## AIM
Turn every line of the records below into a numbered list, skipping blank lines and leaving out the pictures.

-------- RAW RECORDS --------

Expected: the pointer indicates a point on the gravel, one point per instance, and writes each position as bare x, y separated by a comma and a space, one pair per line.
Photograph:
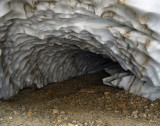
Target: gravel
80, 101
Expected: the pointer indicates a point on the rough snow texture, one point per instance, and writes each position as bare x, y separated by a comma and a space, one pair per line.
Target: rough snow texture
45, 41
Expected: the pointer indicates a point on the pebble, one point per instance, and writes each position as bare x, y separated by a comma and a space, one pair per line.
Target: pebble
55, 111
10, 117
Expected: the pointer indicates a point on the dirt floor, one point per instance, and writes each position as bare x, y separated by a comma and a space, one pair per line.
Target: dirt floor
80, 101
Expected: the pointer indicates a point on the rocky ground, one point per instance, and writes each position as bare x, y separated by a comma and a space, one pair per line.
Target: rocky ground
80, 101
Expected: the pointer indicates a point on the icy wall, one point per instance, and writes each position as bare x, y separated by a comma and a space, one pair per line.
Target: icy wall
45, 41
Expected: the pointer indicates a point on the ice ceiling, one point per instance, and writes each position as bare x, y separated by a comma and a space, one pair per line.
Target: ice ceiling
45, 41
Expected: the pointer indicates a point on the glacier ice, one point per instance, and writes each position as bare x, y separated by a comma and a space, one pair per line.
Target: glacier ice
45, 41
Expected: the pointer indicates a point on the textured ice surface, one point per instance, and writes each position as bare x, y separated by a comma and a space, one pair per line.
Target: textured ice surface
45, 41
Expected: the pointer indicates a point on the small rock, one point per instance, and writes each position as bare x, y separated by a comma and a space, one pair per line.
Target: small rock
15, 112
122, 105
142, 115
29, 113
10, 117
106, 93
55, 111
135, 114
70, 124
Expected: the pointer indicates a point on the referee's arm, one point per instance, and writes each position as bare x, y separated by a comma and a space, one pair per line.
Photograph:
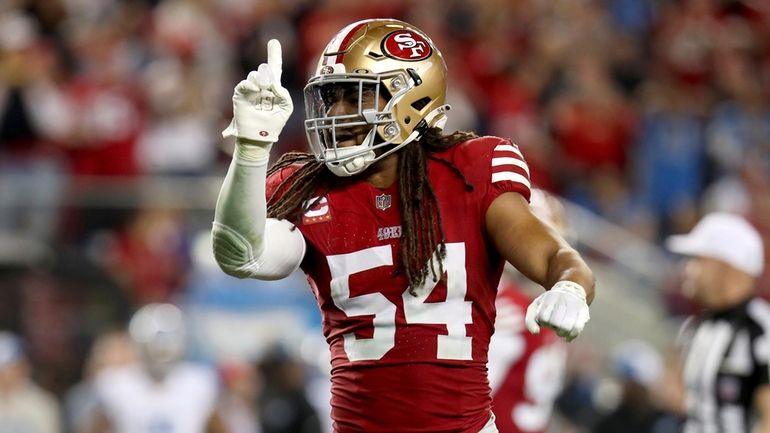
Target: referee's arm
762, 406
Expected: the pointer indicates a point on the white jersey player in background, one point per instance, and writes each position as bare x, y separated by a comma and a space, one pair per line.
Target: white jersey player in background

--------

## RESPONSE
1. Expected: the pointer indicates a point on the gravel, one point per instance, and writes each position as bare x, y separated by a comma and a space, one pair per line.
2. Photograph:
3. Target: gravel
4. 80, 101
5. Expected: the pointer indicates a point on the rough snow texture, one point per instance, and writes each position as bare x, y separated by a comma and a space, one pair per line.
6. Target: rough snow texture
7. 45, 41
8. Expected: the pointer indicates a point on the pebble, one point per instance, and writes each position as bare x, y separated by a comma and a space, one pair per line.
9. Target: pebble
10. 55, 111
11. 10, 117
12. Expected: the pointer indicates a point on the dirt floor, one point per instance, and writes each position as bare x, y separated by a comma and a space, one pair per line.
13. Target: dirt floor
14. 80, 101
15. Expected: the pointer indicates a point on the rocky ground, one point per instance, and writes each position as bare x, y separated by a comma and a space, one pair per line.
16. Target: rocky ground
17. 80, 101
18. Expected: the pointer indicates a point on the icy wall, one point per instance, and writes each position as bare x, y separated by a comma and a space, one pair per line.
19. Target: icy wall
20. 45, 41
21. Expected: the pointer indicates a point on the ice ceiling, one point per instance, and writes each position as bare x, y separated by a comma and a space, one pair per line.
22. Target: ice ceiling
23. 45, 41
24. Expected: the pointer indicates a point on the glacier ice, one point per instance, and writes each position as bare x, y separated by a comma and a space, one pair per line.
25. Target: glacier ice
26. 45, 41
27. Expected: the pointer indicates a point on the textured ice surface, one point per instance, and writes each position as bare x, y separated by a comma and a space, one pair per line.
28. Target: textured ice surface
29. 45, 41
30. Expected: the pointer indicates a point on the small rock, one point per instance, and writes each position as bare x, y separated by a comma and a space, one pair per line.
31. Target: small rock
32. 15, 112
33. 122, 105
34. 142, 115
35. 29, 113
36. 10, 117
37. 106, 93
38. 55, 111
39. 135, 114
40. 70, 124
41. Expected: the pointer indicates a point on the referee's arm, one point per instance, and writes each position as bare x, y separated by a comma and a space, one pair per line.
42. Photograph:
43. Target: referee's arm
44. 762, 406
45. Expected: the pointer indicates a point on the white jersey player in background, one point per instance, and writes each position as bare x, y separated by a comma and a space, one pair per line.
46. Target: white jersey player in background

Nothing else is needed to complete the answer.